Objective.
Which lines of the listing below contain the string "shirt"? Copy each of them.

Records supplied.
+--

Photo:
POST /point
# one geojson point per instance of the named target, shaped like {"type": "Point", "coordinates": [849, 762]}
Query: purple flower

+--

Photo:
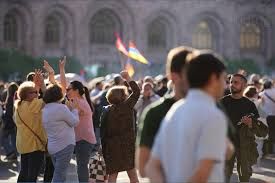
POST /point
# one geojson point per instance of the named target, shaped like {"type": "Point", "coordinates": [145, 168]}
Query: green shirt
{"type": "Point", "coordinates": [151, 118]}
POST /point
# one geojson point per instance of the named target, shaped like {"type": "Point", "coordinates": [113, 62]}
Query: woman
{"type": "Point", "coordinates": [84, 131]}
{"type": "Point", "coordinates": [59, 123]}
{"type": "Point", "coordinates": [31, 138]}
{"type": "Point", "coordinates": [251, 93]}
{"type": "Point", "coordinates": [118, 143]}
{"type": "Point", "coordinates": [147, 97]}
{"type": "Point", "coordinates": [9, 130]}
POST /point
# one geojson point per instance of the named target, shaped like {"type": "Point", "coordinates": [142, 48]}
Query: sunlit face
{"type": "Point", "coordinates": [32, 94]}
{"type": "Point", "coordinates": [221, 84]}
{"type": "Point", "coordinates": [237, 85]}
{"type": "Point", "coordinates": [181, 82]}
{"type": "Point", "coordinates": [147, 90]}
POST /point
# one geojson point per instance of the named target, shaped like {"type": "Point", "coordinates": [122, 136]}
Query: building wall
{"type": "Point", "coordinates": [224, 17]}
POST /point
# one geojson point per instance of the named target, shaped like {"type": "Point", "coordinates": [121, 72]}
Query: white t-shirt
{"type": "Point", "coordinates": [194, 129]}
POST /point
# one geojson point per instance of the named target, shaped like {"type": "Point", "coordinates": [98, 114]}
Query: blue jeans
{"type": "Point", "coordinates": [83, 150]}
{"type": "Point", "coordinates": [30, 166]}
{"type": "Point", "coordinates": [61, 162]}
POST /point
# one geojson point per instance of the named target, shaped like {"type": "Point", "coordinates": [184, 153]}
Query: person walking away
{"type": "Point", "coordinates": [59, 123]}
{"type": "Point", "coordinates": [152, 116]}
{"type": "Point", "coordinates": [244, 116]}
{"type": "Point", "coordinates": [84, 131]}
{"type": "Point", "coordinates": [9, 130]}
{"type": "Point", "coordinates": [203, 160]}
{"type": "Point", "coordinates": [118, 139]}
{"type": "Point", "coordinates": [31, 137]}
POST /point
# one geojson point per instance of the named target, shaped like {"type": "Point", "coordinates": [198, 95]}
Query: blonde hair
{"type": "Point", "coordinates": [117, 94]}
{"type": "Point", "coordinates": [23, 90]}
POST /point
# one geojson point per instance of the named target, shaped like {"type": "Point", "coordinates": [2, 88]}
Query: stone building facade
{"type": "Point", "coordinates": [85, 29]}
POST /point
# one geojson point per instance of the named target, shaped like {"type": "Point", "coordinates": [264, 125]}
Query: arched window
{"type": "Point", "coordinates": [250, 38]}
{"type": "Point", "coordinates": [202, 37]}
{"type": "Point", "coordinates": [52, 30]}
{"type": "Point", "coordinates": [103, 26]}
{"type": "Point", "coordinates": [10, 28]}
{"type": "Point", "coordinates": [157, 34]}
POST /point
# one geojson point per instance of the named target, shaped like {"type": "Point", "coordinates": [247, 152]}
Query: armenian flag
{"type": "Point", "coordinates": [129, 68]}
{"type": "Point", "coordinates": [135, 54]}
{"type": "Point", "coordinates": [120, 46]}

+--

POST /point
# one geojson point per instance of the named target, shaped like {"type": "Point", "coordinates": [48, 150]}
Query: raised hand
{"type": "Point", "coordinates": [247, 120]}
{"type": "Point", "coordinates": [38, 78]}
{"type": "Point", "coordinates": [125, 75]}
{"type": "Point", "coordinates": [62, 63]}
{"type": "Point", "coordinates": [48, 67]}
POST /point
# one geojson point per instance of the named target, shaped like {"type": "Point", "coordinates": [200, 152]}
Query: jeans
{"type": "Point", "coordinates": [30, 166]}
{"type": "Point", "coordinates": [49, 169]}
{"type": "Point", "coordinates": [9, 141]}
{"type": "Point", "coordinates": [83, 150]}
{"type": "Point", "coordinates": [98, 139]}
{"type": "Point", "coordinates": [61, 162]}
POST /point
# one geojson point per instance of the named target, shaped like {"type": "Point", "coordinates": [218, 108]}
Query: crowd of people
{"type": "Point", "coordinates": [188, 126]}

+--

Written solution.
Query: green shirt
Query: white t-shirt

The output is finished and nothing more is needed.